For years, the Interior Department has watched over "endangered" and "threatened" species, protected "migratory birds" and restocked bodies of water with fish. Now it has a new category: "national species of special emphasis," or 67 kinds of animals and one plant group that it thinks deserve particular attention.
While agency officials say the designation is simply for planning and budgetary purposes, environmentalists are concerned that it will tend to promote hunting and fishing at the expense of truly endangered species.
Under the program, a new Office of the National Planning Coordinator will manage the popular gamefish and gamebirds, as well as coyotes and endangered species such as the bald eagle, sea otter and grizzly bear and the lone plant to make the list, an endangered group of cactus.
"We are doing this because there are too many subagencies concerned with only part of the total picture," said Jon M. Andrew, a staffer in the new office.
But Sumner Pingree, fish and wildlife specialist for the Wilderness Society, said the plan will give "special attention to those species that are of interest to sportsmen" such as the mallard duck and the Atlantic salmon.
Pingree noted that Interior last year considered seeking congressional authorization to set priorities among species that were either on the endangered species list or being considered for designation. "What they've done here," he said, "is to invent a new category to get around the office of endangered species."
"Although they say this is an internal planning system, it's all going to have an effect on where the money goes," Pingree said. "When you give to one area, in these tight budgetary times, you take from another area."

**INFORMATION SUPPLIED**
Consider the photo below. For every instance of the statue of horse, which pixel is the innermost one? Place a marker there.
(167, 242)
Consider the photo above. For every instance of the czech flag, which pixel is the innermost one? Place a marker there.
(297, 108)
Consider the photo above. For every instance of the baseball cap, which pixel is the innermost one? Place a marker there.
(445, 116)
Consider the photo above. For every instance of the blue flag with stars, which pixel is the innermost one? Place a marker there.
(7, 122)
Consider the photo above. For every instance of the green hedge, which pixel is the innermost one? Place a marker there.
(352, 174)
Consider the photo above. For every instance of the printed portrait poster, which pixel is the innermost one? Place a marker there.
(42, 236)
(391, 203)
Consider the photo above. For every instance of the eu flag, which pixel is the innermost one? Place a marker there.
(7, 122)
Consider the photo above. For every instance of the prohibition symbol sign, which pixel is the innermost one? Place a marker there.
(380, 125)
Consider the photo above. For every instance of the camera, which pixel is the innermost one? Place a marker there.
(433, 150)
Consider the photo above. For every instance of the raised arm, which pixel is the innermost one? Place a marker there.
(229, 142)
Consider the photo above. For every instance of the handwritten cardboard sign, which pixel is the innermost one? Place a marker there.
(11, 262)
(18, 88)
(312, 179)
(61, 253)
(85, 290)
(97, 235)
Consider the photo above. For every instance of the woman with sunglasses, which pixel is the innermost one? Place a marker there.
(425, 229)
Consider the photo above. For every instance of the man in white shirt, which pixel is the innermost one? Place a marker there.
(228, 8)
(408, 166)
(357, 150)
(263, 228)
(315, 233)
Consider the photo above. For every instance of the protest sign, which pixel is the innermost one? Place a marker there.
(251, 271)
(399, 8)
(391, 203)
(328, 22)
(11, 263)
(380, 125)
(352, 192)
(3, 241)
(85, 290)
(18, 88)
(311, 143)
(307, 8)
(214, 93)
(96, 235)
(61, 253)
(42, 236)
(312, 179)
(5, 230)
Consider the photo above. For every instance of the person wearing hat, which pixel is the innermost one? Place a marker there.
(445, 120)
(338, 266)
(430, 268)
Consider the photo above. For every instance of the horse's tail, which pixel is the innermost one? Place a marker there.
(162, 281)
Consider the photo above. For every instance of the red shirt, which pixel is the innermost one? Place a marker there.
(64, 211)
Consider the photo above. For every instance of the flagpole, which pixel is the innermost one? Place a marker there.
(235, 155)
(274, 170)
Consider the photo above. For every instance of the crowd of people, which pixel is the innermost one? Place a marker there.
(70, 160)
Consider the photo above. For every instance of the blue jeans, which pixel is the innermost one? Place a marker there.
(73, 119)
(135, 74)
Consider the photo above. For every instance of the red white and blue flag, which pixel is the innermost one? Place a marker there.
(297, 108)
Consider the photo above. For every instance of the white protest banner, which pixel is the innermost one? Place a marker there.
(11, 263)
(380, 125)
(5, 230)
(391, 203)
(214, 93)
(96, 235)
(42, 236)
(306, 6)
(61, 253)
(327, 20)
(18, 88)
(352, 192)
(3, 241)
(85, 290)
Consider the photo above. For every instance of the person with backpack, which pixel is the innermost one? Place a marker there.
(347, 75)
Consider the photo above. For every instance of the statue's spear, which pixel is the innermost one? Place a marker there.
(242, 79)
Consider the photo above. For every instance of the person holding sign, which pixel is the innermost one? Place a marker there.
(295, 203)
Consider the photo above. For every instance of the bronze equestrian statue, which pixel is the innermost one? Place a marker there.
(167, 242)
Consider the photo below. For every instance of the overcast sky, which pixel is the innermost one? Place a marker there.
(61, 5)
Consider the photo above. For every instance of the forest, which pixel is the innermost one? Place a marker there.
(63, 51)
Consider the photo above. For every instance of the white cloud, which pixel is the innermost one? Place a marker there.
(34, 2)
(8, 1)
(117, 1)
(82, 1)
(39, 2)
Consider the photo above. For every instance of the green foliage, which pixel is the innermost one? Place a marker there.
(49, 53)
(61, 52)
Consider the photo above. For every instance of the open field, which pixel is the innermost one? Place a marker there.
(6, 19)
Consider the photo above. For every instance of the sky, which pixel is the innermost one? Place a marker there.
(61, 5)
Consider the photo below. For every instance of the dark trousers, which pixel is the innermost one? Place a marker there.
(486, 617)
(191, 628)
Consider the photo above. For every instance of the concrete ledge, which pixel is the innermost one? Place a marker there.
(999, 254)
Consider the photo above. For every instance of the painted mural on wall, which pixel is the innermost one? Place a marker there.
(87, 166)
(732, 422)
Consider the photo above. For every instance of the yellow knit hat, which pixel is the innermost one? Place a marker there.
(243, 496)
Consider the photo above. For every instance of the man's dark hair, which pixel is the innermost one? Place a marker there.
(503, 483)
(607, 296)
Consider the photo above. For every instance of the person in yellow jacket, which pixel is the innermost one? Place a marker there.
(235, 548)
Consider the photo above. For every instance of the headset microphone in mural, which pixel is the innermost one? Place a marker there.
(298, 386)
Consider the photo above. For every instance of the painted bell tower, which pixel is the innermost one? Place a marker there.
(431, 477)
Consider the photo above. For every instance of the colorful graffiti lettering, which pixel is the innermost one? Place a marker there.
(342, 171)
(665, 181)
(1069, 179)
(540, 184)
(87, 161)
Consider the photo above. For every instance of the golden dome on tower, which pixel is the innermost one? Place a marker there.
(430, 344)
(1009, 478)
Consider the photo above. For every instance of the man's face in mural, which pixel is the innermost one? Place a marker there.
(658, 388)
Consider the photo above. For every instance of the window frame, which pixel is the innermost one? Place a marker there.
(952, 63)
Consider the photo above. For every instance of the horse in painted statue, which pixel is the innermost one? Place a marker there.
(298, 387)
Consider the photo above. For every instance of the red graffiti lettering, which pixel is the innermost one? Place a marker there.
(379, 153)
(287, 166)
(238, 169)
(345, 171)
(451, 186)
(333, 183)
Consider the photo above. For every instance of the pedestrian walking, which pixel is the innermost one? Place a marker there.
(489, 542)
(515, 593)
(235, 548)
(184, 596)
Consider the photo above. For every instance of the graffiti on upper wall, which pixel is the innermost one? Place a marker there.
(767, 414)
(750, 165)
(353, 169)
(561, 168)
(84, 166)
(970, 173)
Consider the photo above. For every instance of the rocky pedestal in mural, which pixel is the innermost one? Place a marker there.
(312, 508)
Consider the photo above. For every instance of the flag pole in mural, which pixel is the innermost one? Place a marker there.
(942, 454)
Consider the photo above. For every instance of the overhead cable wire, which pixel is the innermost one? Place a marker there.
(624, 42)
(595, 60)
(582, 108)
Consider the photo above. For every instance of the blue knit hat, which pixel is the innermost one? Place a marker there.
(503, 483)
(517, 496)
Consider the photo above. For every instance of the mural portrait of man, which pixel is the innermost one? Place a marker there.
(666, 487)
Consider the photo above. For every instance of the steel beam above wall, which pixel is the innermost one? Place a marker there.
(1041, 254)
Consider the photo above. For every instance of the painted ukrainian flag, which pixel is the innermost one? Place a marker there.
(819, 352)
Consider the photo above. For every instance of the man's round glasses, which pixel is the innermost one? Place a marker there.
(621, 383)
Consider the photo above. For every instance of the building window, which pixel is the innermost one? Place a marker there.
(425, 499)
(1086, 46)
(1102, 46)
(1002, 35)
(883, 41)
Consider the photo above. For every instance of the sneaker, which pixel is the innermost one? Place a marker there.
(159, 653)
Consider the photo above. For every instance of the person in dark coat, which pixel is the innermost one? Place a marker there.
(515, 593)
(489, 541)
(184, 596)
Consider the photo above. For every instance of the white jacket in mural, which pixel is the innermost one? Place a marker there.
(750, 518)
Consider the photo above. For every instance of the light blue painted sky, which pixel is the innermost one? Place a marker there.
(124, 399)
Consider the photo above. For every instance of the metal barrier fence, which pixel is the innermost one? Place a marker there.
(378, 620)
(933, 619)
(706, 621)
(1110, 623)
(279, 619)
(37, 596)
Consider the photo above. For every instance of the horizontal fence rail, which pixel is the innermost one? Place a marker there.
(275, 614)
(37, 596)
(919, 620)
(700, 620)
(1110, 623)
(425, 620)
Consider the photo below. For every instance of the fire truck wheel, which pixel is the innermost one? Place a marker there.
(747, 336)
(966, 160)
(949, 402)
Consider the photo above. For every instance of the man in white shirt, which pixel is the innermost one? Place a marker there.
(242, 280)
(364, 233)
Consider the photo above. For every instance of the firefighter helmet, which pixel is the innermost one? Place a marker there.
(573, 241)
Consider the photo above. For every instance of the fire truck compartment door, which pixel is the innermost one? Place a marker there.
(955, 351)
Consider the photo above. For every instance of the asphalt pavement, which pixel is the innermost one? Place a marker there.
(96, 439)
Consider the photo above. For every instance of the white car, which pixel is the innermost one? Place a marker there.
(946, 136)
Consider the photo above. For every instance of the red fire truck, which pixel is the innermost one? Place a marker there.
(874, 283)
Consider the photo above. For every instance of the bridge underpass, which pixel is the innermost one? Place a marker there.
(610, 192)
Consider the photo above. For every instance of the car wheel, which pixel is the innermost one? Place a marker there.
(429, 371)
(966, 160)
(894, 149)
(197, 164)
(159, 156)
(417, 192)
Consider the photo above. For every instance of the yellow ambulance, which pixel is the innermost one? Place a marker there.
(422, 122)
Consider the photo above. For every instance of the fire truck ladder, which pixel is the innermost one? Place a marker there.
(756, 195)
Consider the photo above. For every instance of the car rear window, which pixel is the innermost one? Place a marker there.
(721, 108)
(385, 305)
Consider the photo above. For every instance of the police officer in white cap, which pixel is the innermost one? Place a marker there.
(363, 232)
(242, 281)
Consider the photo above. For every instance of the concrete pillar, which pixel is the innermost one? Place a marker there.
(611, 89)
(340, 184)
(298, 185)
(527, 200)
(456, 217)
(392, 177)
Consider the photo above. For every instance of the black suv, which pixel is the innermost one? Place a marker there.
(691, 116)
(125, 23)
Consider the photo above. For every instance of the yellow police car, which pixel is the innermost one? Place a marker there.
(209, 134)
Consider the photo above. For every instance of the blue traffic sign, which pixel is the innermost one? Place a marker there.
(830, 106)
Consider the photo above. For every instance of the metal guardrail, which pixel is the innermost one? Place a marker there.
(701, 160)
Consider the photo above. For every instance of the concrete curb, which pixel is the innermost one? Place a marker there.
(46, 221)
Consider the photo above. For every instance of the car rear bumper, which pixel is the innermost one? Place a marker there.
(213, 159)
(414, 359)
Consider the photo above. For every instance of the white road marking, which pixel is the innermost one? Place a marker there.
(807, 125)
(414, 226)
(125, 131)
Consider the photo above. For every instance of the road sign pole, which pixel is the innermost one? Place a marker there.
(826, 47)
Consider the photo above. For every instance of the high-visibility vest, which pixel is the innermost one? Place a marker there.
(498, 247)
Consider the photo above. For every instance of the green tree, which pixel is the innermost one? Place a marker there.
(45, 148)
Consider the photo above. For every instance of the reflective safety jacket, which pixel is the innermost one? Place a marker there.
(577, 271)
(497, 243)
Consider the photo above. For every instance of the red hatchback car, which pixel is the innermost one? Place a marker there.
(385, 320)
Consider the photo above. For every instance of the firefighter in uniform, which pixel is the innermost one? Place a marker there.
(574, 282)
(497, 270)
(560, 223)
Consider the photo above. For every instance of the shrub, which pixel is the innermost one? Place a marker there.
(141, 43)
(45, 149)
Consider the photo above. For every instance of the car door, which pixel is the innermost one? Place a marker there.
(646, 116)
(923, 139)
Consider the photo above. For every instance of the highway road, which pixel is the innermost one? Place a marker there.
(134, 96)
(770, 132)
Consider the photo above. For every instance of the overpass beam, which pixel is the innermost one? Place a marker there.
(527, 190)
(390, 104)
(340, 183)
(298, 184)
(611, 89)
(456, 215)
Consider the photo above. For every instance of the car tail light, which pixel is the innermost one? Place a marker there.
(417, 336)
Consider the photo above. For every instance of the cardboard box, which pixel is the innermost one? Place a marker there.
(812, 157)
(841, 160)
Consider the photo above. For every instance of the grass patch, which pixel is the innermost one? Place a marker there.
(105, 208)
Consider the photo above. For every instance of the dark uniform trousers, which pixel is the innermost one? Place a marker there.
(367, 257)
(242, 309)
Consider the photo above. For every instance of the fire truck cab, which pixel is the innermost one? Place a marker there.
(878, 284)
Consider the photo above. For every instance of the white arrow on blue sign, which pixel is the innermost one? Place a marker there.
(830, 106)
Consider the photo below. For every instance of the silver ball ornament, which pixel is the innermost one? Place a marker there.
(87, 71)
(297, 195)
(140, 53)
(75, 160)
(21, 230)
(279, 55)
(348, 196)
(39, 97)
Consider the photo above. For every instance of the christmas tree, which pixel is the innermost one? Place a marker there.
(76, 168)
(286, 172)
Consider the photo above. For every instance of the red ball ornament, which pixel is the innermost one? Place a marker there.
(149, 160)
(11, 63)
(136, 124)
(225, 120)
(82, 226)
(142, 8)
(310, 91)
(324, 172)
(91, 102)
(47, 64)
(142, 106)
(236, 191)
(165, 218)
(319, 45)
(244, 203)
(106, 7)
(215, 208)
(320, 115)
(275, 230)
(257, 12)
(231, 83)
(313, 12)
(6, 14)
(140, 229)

**TASK DIRECTIONS**
Copy the Interior Department species article again, starting with "While agency officials" and going on through "the new office.", and change "environmentalists" to "conservation groups".

**ANSWER BOX**
While agency officials say the designation is simply for planning and budgetary purposes, conservation groups are concerned that it will tend to promote hunting and fishing at the expense of truly endangered species.
Under the program, a new Office of the National Planning Coordinator will manage the popular gamefish and gamebirds, as well as coyotes and endangered species such as the bald eagle, sea otter and grizzly bear and the lone plant to make the list, an endangered group of cactus.
"We are doing this because there are too many subagencies concerned with only part of the total picture," said Jon M. Andrew, a staffer in the new office.